■ WORK REQUIRED ■
Pick out every line of the material below that contains the word "light" and copy each one. Case counts.

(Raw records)
▬▬▬

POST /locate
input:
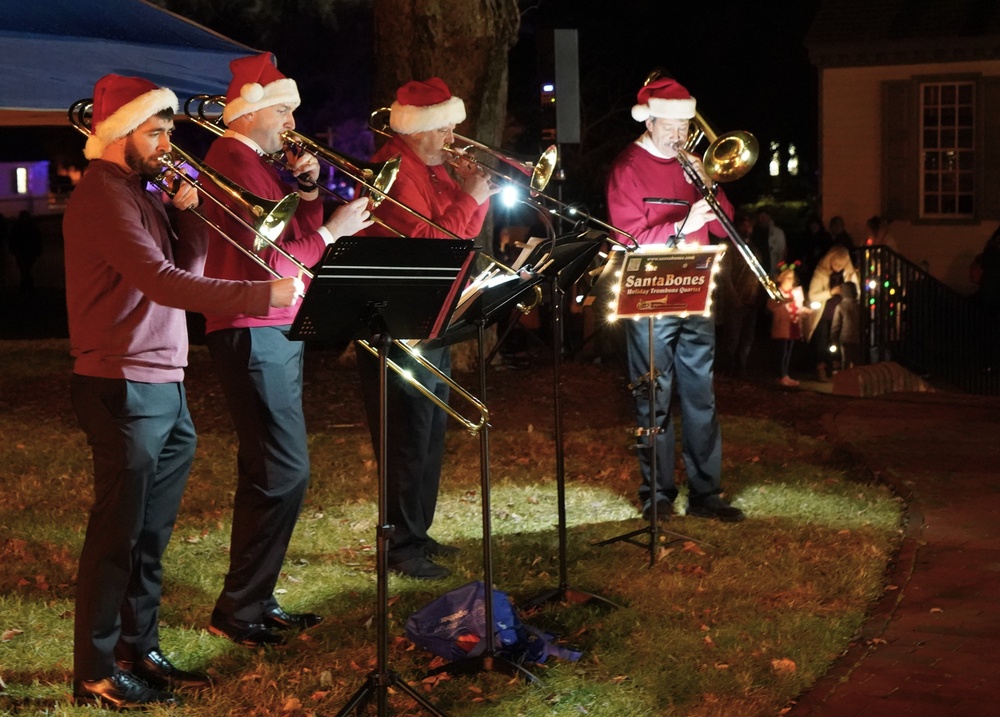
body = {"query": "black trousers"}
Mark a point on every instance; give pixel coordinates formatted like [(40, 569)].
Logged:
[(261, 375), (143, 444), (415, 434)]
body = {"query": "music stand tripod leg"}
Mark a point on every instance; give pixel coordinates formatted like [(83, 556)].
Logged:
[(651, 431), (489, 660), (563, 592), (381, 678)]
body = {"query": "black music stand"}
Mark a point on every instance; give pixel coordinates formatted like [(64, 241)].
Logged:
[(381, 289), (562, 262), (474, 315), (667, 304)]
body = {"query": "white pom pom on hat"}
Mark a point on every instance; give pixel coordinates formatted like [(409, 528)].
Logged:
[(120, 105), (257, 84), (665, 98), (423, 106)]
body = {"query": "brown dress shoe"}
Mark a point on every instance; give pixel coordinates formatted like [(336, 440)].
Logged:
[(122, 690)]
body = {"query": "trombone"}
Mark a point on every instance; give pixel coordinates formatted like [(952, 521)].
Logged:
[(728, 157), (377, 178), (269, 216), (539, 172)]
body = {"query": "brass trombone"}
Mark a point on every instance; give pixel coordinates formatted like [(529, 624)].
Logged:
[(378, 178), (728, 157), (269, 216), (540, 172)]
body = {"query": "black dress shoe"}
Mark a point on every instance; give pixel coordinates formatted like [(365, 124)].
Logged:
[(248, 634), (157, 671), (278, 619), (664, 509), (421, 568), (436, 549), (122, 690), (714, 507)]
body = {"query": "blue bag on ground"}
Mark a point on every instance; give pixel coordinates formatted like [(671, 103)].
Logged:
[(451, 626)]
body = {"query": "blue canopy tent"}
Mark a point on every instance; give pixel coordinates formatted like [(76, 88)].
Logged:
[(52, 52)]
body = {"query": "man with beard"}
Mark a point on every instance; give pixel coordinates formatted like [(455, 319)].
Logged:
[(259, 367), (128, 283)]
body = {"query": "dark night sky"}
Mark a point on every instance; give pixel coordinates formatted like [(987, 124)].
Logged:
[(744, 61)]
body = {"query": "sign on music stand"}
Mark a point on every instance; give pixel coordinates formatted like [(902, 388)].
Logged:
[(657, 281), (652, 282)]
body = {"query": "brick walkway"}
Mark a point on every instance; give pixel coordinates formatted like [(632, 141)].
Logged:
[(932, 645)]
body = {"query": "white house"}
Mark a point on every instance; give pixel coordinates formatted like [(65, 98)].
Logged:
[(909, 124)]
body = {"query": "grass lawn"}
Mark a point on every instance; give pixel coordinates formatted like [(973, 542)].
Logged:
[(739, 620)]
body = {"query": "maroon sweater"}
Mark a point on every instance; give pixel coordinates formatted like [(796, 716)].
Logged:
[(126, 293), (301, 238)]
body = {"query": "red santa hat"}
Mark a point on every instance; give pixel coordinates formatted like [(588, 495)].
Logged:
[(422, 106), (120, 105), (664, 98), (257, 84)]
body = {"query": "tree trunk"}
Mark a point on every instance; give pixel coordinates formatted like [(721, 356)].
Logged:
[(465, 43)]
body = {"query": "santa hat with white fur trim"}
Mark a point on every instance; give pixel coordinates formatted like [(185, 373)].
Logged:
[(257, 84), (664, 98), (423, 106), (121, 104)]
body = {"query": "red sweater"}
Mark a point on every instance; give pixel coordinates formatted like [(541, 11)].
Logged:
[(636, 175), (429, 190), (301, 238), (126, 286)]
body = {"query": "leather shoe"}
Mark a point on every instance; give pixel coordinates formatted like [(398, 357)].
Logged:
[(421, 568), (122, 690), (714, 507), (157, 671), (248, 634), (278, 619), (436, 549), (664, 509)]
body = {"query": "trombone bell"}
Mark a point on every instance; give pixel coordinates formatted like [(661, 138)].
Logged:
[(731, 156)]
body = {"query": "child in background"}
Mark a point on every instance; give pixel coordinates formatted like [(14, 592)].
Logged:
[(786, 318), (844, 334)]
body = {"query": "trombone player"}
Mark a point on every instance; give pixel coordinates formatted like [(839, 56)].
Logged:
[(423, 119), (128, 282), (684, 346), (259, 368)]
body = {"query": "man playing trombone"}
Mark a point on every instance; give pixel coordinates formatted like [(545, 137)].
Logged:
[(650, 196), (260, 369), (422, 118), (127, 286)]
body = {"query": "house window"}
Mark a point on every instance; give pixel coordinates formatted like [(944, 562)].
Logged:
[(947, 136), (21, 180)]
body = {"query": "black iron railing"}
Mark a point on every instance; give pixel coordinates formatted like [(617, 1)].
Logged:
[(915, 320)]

▬▬▬

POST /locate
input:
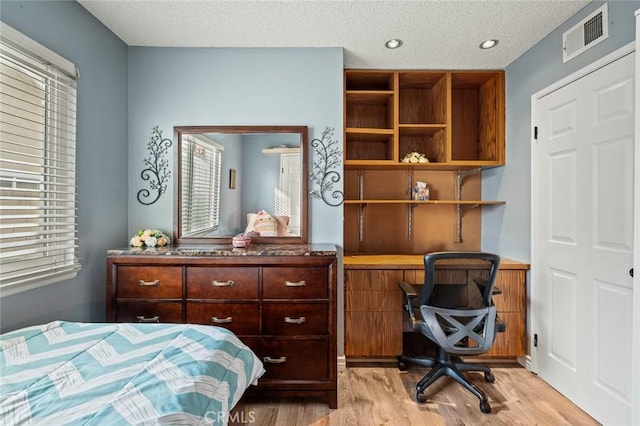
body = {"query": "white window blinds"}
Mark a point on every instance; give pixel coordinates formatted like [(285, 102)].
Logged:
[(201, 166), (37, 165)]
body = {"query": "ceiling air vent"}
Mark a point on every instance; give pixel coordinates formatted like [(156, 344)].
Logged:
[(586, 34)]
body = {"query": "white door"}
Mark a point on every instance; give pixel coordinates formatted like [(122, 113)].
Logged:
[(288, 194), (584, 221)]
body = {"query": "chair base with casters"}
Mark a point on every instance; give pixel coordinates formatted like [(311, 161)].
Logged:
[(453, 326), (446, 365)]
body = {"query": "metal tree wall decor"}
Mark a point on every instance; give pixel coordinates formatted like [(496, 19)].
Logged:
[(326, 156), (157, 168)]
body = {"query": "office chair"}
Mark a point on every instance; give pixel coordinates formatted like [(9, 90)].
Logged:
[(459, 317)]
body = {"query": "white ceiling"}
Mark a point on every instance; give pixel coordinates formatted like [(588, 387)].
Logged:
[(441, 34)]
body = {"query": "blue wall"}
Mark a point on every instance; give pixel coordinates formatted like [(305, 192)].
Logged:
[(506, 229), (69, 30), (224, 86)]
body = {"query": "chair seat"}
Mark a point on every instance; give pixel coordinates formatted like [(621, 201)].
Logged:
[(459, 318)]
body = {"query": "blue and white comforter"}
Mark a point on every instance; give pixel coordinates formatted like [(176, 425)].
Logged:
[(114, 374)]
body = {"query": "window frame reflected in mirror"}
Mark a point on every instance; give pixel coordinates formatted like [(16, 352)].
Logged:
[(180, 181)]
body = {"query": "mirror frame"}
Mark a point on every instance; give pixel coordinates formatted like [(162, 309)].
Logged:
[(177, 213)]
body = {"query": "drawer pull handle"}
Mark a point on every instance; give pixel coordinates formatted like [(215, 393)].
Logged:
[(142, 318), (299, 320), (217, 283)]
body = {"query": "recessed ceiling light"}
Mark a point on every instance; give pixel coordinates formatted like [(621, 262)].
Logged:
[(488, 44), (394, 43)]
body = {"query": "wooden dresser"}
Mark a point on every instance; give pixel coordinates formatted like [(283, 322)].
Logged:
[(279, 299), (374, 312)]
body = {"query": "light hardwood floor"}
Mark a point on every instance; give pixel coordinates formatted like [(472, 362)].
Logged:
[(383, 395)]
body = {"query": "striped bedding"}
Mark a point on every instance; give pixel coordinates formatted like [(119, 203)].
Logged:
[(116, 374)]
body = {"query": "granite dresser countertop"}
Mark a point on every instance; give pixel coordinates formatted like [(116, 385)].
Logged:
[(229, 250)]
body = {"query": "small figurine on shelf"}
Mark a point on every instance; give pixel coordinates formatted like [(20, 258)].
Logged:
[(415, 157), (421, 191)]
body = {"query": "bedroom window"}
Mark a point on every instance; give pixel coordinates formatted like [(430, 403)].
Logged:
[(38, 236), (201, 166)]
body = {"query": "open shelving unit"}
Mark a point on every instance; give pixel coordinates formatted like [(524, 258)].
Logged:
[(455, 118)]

▬▬▬

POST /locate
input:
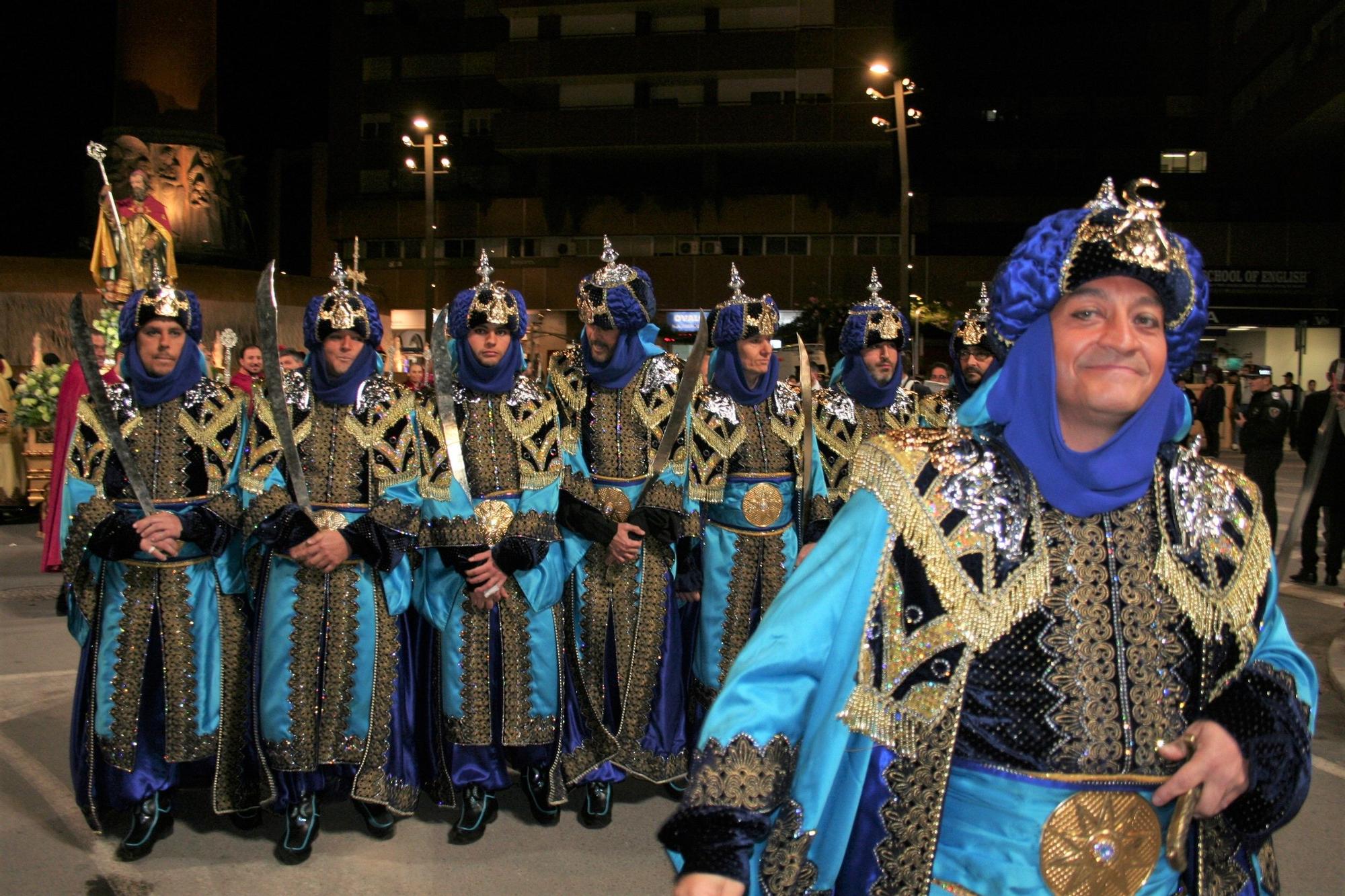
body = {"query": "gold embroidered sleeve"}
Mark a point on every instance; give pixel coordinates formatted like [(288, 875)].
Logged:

▬▬▬

■ TASK OUTPUT ■
body = {"query": "recessed ceiling light"}
body = {"query": "light hardwood floor"}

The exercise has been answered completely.